Your instructions
Set every entry down again precisely.

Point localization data
·····
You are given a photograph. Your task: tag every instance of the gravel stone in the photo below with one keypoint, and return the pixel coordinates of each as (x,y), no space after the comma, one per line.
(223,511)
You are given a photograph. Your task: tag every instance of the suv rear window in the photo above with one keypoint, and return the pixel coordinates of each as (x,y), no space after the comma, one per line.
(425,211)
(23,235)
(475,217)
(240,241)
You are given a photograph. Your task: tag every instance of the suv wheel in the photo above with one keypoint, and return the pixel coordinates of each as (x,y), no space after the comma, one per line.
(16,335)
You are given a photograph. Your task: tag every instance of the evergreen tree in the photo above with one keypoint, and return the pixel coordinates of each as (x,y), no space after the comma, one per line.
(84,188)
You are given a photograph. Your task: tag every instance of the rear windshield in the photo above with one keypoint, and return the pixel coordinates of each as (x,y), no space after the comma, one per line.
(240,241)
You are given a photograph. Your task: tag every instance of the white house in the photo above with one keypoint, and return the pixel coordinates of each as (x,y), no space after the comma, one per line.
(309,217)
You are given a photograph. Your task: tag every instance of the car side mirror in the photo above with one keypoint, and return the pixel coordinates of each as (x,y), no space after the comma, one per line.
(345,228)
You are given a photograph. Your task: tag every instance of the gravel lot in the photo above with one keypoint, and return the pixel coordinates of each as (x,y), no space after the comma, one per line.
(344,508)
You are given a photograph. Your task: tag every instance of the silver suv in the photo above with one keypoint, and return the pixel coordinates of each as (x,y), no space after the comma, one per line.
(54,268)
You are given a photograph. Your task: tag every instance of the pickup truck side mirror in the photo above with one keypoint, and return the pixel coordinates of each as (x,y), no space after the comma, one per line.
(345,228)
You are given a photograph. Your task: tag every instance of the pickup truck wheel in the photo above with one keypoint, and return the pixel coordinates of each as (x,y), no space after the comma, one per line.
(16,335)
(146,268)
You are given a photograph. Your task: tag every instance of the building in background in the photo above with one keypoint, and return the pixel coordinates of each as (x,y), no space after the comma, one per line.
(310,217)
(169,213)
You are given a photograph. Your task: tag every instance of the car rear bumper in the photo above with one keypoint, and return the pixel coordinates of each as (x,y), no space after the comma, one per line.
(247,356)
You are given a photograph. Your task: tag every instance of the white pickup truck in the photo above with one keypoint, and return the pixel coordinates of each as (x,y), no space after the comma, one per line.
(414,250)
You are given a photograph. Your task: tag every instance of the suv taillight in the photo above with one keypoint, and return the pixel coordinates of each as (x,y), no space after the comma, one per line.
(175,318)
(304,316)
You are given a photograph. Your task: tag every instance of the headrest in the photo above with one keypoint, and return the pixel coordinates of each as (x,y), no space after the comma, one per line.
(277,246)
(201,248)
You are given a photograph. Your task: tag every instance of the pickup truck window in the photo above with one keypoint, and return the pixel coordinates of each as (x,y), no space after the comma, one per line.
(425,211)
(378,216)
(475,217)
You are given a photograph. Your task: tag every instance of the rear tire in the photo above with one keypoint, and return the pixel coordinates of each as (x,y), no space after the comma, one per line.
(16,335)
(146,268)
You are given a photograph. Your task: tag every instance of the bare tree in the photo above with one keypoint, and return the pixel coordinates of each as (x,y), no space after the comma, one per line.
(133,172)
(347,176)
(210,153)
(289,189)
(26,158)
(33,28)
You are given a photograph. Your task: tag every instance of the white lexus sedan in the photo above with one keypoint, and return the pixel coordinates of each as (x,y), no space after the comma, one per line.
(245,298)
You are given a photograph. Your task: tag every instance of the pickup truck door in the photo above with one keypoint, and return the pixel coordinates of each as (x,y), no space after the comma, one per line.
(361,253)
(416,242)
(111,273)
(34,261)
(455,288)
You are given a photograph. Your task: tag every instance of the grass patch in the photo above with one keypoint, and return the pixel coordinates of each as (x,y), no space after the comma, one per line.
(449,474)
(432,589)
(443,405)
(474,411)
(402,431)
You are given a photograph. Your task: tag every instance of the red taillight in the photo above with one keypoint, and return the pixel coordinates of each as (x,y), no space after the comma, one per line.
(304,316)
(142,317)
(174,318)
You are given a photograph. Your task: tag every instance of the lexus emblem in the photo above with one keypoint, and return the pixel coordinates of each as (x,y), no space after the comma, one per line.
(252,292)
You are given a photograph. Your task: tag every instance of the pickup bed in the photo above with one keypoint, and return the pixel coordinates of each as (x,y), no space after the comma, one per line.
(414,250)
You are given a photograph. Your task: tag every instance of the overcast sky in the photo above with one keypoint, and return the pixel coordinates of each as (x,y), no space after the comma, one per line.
·····
Answer to this problem
You are given a photograph. Your task: tag every instance of the gravel stone in the photo below with one keypoint, and return the pixel coordinates of each as (x,y), no space after the comma, one per line.
(223,511)
You are given a photograph. Your task: tag every instance of the suv rear window in the photo above with one keypoint, and return the pixel coordinates of each as (x,y), no space after the comma, one per line.
(425,211)
(23,235)
(475,217)
(240,241)
You are given a photograph. Your task: tag every instance of the suv wheel in the photo above with one keypoint, and return the pixel coordinates of each as (x,y), no space after the comma, one per line.
(16,335)
You are given a photograph. Your task: tag every instance of the evergreen tree in the photo above with one keypoint, and return the pixel coordinates of each as (x,y), no space after the comma, one per line.
(84,188)
You are given a photograph. Your task: tag every instance of the rear windshield in the photo above with one keypoint, and return the pixel coordinates of each as (x,y), no space after the comma, one per line.
(240,241)
You are given a photograph. Your task: tag every instance of the white house in the photo above with one keypoint, and return the pixel coordinates of each as (x,y), no space after the comma, one per line.
(309,217)
You are given a photograph. Your task: tag every instance of the car side mirror in the photo above with one keypoint, and return the pixel coordinates of each as (x,y), no space after the comma, one per line.
(345,228)
You are given a photograph. Your task: tag every instance of the gravel lot in the photo above with one keypoint, and return the pixel coordinates of each as (x,y), no space after the comma, one per line.
(344,508)
You are given a photograph. Your task: tag every instance of the silver suv in the photo above with one keypoint, and return the pixel coordinates of each as (x,y), no space after the comma, one per line.
(54,268)
You are given a photograph. Your task: tag every instance of the pickup truck side mirror in the photo above with one keypoint, and return the pixel coordinates of each as (x,y), no space after the comma, one per line.
(345,228)
You are given a photograph. Your task: tag every instance of the pickup truck wheel in the photo above with one keypoint, and return the pixel coordinates of each as (x,y), no space after the comma, one per line.
(16,335)
(146,268)
You are given a photograph. Your task: tag every instance of the building in background in the photo above with one keypoint, and return the pixel coordinates of each as (x,y), no space after the comma, one per line.
(310,217)
(169,213)
You are given a photograph. Your task: tag every instance of the car rear bumper in the photo above with one keypoint, and return the pixel coordinates of each as (x,y), no space after the comma, one per line.
(247,356)
You are given a photograph. Your task: tag every instance of the white pickup truck in the photo above with one keypoint, and return the pixel coordinates of each as (x,y), no space after the comma, one per line.
(414,250)
You are given a photograph. Your task: tag every instance of the suv taillight in the photo above with one keypoint, and return the pixel coordinates of each as (x,y), no space after the comma, one per line.
(175,318)
(304,316)
You are given a photograph. Your task: tag every instance of the headrest in the photo above with one keypoint, and return the pixel coordinates of each as (x,y), no space after the comma, one per line.
(277,246)
(201,248)
You are given a photograph. Your task: tag every instance of the pickup truck window in the photo above with one keypoint, and return the pixel coordinates of each as (x,y), no space after the comma, one per line.
(425,211)
(378,216)
(475,217)
You are given a photograph. Your task: tag every instance of the rear tire in the photo above with one keypoint, and return the pixel coordinates of each as (x,y), no space after the comma, one per line.
(16,335)
(146,268)
You are given a photograph. Your task: tag every instance of the bare tree in the photo above with one keypoint, and return the pixel coordinates of each as (x,y), no space after the comma, one per line.
(133,172)
(347,176)
(210,153)
(289,189)
(26,158)
(33,28)
You are given a photograph. Your task: tag every instance of the white lexus sedan in the photo above with one keypoint, and return the pixel coordinates of each as (x,y), no space after the comma, one per line.
(245,298)
You are given a photograph. Your task: tag every instance of the pickup truck door in the photo above with one keypoint, and return the pixel coordinates of each as (x,y), no space after the comma, one per line.
(361,253)
(416,242)
(111,273)
(34,261)
(455,288)
You are given a photograph. Your task: tag every instance of the grass patch in the photo above with one keypoint, and return the pixel coordinates of each as (x,y), no space after the comma, one per line.
(449,474)
(432,589)
(443,405)
(474,411)
(402,431)
You are given a photograph. Your task: tag every instance of the red taillight in the photo above with one keypoint, and return the pixel coordinates of each as (x,y), no space after the comma, one per line.
(304,316)
(142,317)
(174,318)
You are given a photograph. Your task: tag every instance of the lexus emblem in the photo above with one keypoint, and return the pixel coordinates of each as (x,y), no space after the comma, one per line.
(252,292)
You are given a photograph. Your task: tag every instance of the pickup bed in the photo above with one keypoint, and return the pixel coordinates of each as (x,y), no space after the comma, one per line.
(414,250)
You are given a photograph. Your task: tag every instance of the overcast sky in the photo above with one keypoint, and return the pixel coordinates of each as (x,y), no space after the comma, one per line.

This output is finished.